What is needed:
Return the data below unchanged. Drop any pictures.

>>>

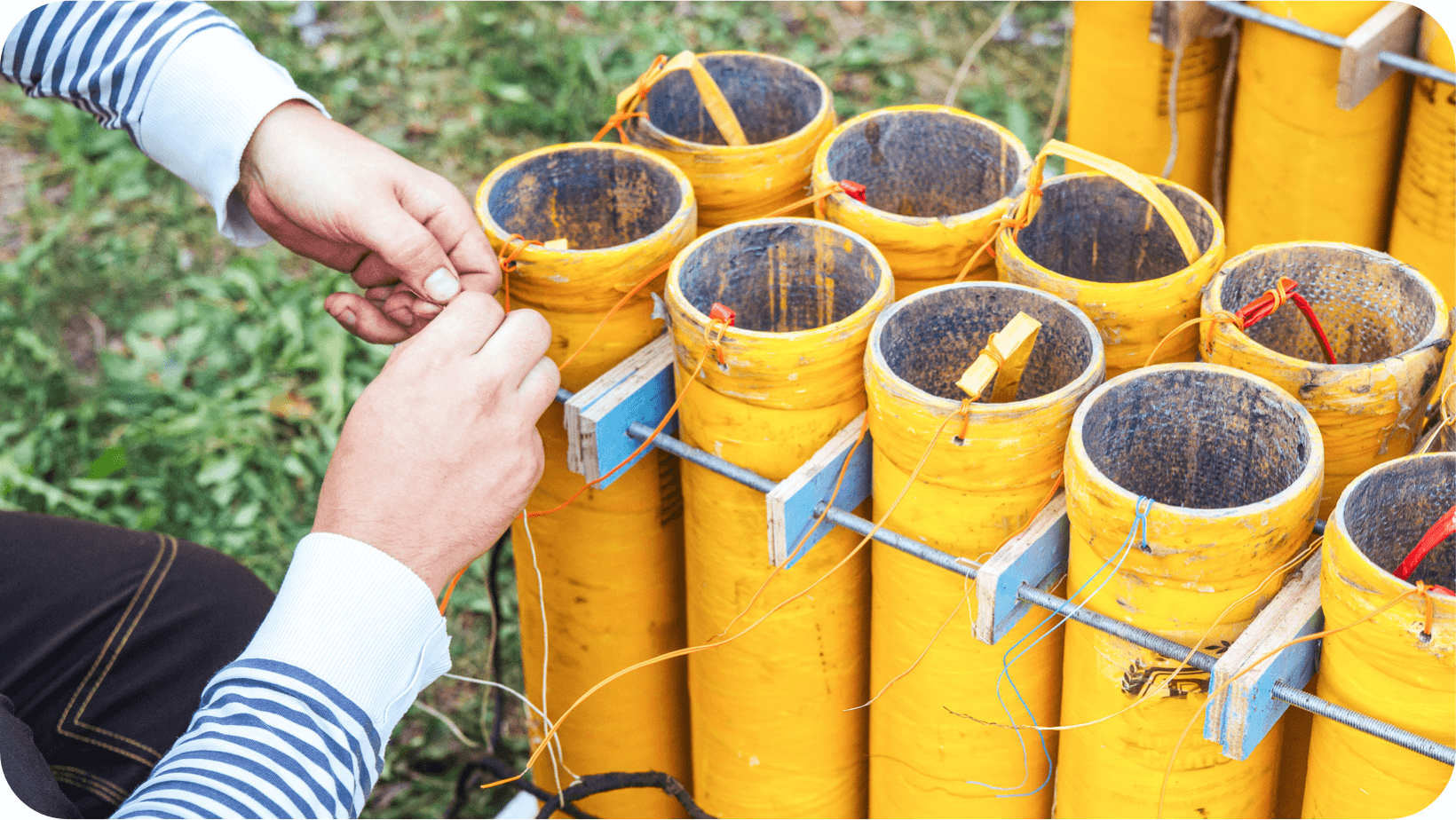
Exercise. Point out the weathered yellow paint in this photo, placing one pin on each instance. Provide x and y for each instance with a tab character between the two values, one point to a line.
1117	101
967	500
610	563
1299	168
1136	284
1385	322
1233	468
1423	226
937	182
771	734
785	111
1383	667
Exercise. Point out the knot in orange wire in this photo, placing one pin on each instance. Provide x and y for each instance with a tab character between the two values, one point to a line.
511	249
614	122
719	318
637	93
507	261
846	186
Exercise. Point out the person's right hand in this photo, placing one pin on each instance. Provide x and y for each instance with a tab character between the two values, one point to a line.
441	450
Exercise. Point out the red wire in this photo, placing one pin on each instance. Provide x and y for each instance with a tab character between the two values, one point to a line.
1440	531
1269	302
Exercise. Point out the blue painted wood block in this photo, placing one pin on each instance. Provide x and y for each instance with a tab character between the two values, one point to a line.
795	501
1037	556
639	390
1242	713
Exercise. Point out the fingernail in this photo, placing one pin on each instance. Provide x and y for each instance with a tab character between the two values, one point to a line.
441	286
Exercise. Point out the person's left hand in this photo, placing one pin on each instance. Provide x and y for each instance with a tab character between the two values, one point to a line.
329	194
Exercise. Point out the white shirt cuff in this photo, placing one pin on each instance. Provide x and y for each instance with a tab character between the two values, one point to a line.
359	619
200	111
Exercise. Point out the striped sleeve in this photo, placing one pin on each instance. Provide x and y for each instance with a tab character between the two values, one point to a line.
296	727
179	77
102	57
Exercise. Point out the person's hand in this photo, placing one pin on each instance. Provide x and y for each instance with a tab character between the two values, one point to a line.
441	450
407	235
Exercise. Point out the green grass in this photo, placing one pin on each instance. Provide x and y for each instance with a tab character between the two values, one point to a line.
154	376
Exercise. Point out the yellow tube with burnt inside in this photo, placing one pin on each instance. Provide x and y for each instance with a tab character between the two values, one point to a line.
1117	101
1387	327
1226	468
980	485
610	564
1388	667
1423	226
771	731
937	181
785	113
1299	166
1103	247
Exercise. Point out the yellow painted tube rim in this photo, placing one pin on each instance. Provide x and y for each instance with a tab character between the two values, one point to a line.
823	179
884	288
497	233
1213	302
875	359
1314	467
1216	242
1446	604
825	111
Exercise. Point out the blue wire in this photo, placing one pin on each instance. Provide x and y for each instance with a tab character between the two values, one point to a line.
1140	511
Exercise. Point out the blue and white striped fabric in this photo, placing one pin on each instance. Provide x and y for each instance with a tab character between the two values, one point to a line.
179	77
100	56
271	740
296	727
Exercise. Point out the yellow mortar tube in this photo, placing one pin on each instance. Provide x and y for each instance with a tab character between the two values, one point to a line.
1388	329
785	113
966	500
1101	247
1383	667
771	731
937	182
1232	467
610	563
1423	226
1117	101
1299	168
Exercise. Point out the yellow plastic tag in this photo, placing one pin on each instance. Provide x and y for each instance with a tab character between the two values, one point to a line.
1128	177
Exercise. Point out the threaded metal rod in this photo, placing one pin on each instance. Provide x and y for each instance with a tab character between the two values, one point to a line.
1050	602
1366	724
1296	28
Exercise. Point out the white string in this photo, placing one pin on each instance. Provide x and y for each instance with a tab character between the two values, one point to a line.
1173	113
541	596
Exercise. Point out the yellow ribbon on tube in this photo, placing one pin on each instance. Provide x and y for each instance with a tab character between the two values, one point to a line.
1189	485
771	731
610	563
973	493
937	181
1388	329
1385	667
784	113
1130	251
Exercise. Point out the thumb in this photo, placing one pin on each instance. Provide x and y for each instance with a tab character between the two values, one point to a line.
412	252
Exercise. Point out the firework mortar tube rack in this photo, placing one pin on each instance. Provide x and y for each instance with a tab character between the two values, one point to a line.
1379	47
609	418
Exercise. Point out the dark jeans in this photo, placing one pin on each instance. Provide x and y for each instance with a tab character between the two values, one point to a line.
107	640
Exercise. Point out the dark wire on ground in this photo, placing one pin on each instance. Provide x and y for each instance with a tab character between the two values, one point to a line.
497	769
610	781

<<<

Response for this exercise:
Exercise. Point out the weathered yellow paint in this photo, placing one pin on each instance. Provide x and y for each instance with a tab character between the two values, one point to a line.
1117	101
967	500
610	563
1299	168
1136	284
1385	322
1233	468
1423	226
937	182
771	734
785	111
1383	667
Exercise. Point out the knot in orange wire in this photo, placing one pin on each instance. Provide x and y for each instance with a tab character between the two values, one point to a line.
511	249
614	122
719	318
637	93
507	261
846	186
Exercise. Point out the person's right hand in this photo, placing one pin on each instance. Provide x and y for each instance with a tab character between the two values, one point to a line.
441	450
Exercise. Point out the red wire in this photo, placing one pin on each instance. Provide x and y for each instance with a tab character between the two values, one point to a line.
1440	531
1269	302
Exercise. Point out the blue painted wood block in this photo, placing one pin on each instance. Provide x and y for each instance with a tab character between the two values, one point to a line.
795	501
1037	556
639	390
1242	713
Exercise. Point out the fingernail in this photo, placing one pin on each instance. Provide x and y for each instance with a tab character between the two values, one point to a line.
441	286
Exercise. Point out the person's left hand in this photo, placing one pin on each instance. Provide x and y for each instance with a tab character between the two values, one point to a line.
329	194
Exercise. Point out the white shirt cuff in this photo, placing one pin on each instance. Provide x and y for each instance with a tab character between the two values, one point to a line.
359	619
200	111
Exercise. Point out the striped sleeve in this photo, placing one pin on each instance. Provide x and y for each instance with a tab character between the two values, one point to a line.
296	727
179	77
102	57
Exercise. Point out the person's hand in this photo, placing one pin on each instance. Provide x and y for each instance with a tab character between the two values, one point to a line.
441	450
407	235
Exercise. Point out the green grass in this photo, placing one pin on each instance. Provide x and y for each instance with a tab character between the two values, one point to a line.
154	376
Exercise. Point out the yellow tube with burnt inside in this photo, placing one pin on each instance. Provide x and y for each instance with a tab character between the two values, one point to a line.
1117	101
1387	327
1226	468
980	485
610	564
1388	667
1423	226
771	731
937	181
785	113
1299	166
1103	247
Exercise. Point out the yellow painted tube rim in this photo, placing one pin on each instance. Provide x and y for each instance with a tab character between the two values, one point to a line.
823	179
884	288
497	233
1213	302
875	359
1314	467
1216	242
1446	604
825	111
Exercise. Point out the blue wire in this photo, placing one pin on each instance. Provide x and y for each instance with a tab character between the two values, one point to a line.
1140	511
Exercise. Point out the blue and white striped fabric in this photo, placing one pin on each instance. Provide x and y for each instance with a tab character between the two values, one point to a line.
179	77
100	56
271	740
296	727
Exercise. Point out the yellow mortar tube in this photo, placing one pin on each instance. Provide x and y for each instance with a tab character between the two values, one point to a line.
1388	329
785	113
966	500
1101	247
1383	667
771	731
937	182
1232	467
610	563
1423	226
1117	101
1299	168
Exercise. Point out the yellow plastic tag in this photo, placing one pin on each instance. Provide x and y for each instance with a tab character between the two values, one point to a line.
1128	177
Exercise. Point out the threaded metal rod in this photo, placing one pin on each instance. Provide x and y for each instance with a tab character between the two values, one point to a line.
1050	602
1366	724
1296	28
Exercise. Point out the white string in this photo, placing one pin on each instance. Provide x and y for each instance with a tab character between the two values, one point to a line.
1173	113
541	596
Exercise. Point out the yellow ribbon on tube in this photo, placing one pin on each instance. Provide x and y for each instance with a tab character between the two values, one point to a line.
1189	485
771	731
610	563
973	493
937	181
1388	329
1385	667
784	113
1130	251
Exercise. Point out the thumb in this photo, placing one pin on each instance. Provide x and y for each instance with a tab character between the two values, one point to a line.
412	252
Exercise. Point out the firework mortar tube rack in this photo, placing one pin on each instance. Provide x and y for each instance with a tab character between the two values, one point to a line.
1379	47
609	418
Exercise. Point out the dark jeans in this photo, placing one pin on each instance. Provide x and y for each instance with a tab character between the two values, one point to a line.
107	640
Exercise. Point out the dark wire on ground in this photo, placing one pin on each instance. Provide x and y for each instance with a tab character between the two values, one point to a line.
497	769
610	781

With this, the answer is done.